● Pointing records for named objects
━━━

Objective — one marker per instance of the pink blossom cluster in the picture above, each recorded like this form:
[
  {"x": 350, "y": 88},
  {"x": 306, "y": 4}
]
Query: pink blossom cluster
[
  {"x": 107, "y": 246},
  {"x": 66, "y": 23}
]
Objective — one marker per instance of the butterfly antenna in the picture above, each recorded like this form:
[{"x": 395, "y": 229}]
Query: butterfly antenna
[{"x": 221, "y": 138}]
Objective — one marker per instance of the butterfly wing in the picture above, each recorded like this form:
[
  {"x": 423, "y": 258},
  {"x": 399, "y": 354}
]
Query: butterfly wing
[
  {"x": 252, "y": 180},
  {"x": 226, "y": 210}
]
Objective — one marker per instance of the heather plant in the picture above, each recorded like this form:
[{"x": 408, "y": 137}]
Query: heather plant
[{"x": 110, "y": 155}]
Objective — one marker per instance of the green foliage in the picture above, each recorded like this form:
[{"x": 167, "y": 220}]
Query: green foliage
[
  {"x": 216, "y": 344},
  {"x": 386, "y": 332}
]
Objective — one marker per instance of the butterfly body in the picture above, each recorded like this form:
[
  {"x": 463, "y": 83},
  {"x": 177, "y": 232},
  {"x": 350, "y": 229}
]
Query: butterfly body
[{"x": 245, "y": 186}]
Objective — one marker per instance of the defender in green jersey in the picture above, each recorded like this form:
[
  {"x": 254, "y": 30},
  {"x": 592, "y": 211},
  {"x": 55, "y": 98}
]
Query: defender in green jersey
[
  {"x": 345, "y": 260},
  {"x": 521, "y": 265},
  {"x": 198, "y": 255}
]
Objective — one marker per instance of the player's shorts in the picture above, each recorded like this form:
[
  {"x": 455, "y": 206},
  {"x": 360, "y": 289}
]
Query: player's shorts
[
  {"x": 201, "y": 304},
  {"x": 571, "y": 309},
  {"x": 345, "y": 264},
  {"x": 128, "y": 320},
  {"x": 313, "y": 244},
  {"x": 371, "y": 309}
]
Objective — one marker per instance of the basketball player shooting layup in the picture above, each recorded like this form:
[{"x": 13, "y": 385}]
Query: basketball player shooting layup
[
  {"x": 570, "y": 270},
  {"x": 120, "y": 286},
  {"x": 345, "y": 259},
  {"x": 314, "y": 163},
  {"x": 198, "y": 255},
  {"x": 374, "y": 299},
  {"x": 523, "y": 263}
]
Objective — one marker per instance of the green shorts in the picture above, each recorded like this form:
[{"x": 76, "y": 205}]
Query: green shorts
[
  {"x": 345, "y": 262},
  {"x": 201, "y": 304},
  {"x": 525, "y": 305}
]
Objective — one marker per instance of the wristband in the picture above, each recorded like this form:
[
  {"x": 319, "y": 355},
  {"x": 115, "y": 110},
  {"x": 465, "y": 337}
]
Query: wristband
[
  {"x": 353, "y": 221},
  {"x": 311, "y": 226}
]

━━━

● What the exercise asks
Retype all of the records above line for line, matching every character.

● Exercise solution
Objective — one marker per instance of the pink blossom cluster in the picture above, each recorded like this form:
[
  {"x": 350, "y": 88},
  {"x": 306, "y": 4}
]
Query: pink blossom cluster
[
  {"x": 107, "y": 246},
  {"x": 66, "y": 23}
]
Objective — one marker per instance of the butterfly antenna in the picture above, each recorded like this form:
[{"x": 395, "y": 229}]
Query: butterfly antenna
[{"x": 221, "y": 138}]
Objective — one marker per instance of the butterfly wing in the picture above, each recorded like this form:
[
  {"x": 423, "y": 258},
  {"x": 399, "y": 354}
]
Query: butterfly wing
[
  {"x": 252, "y": 180},
  {"x": 226, "y": 210}
]
Objective — one marker per instance of the heather plant in the picture above, each recorded like this form:
[{"x": 408, "y": 137}]
Query: heather plant
[{"x": 110, "y": 155}]
Objective — one marker per instance of the green foliage in the picture above, each recorded like this form:
[{"x": 167, "y": 220}]
Query: green foliage
[
  {"x": 216, "y": 344},
  {"x": 386, "y": 332}
]
Objective — one marker per instance of the butterfly body in the picture above, each recorded like this form:
[
  {"x": 463, "y": 83},
  {"x": 177, "y": 232},
  {"x": 350, "y": 229}
]
Query: butterfly body
[{"x": 245, "y": 186}]
Objective — one marker per instance of the defender in green jersey in the picture above, each recorded like this form:
[
  {"x": 254, "y": 30},
  {"x": 592, "y": 211},
  {"x": 55, "y": 98}
]
Query: defender in green jersey
[
  {"x": 345, "y": 260},
  {"x": 521, "y": 265},
  {"x": 198, "y": 255}
]
Objective — one marker per instance of the player's shorts in the picture above, each recorded like this form:
[
  {"x": 455, "y": 206},
  {"x": 360, "y": 289}
]
Query: player's shorts
[
  {"x": 201, "y": 304},
  {"x": 571, "y": 309},
  {"x": 345, "y": 264},
  {"x": 128, "y": 320},
  {"x": 313, "y": 244},
  {"x": 371, "y": 309}
]
Objective — one marker per instance of the basketball player shooting layup in the picture above, each recorded like this form:
[{"x": 13, "y": 385}]
Query: basketball player shooting layup
[
  {"x": 570, "y": 270},
  {"x": 120, "y": 286},
  {"x": 345, "y": 259},
  {"x": 314, "y": 163},
  {"x": 198, "y": 255},
  {"x": 374, "y": 299},
  {"x": 523, "y": 263}
]
Objective — one marker per instance of the green shorts in the picture above, each recorded like this form:
[{"x": 76, "y": 205}]
Query: green shorts
[
  {"x": 345, "y": 262},
  {"x": 201, "y": 304},
  {"x": 525, "y": 305}
]
Objective — one marker per instance of the wristband in the picture above, each recorded like this form:
[
  {"x": 319, "y": 355},
  {"x": 115, "y": 110},
  {"x": 465, "y": 337}
]
Query: wristband
[
  {"x": 353, "y": 221},
  {"x": 311, "y": 226}
]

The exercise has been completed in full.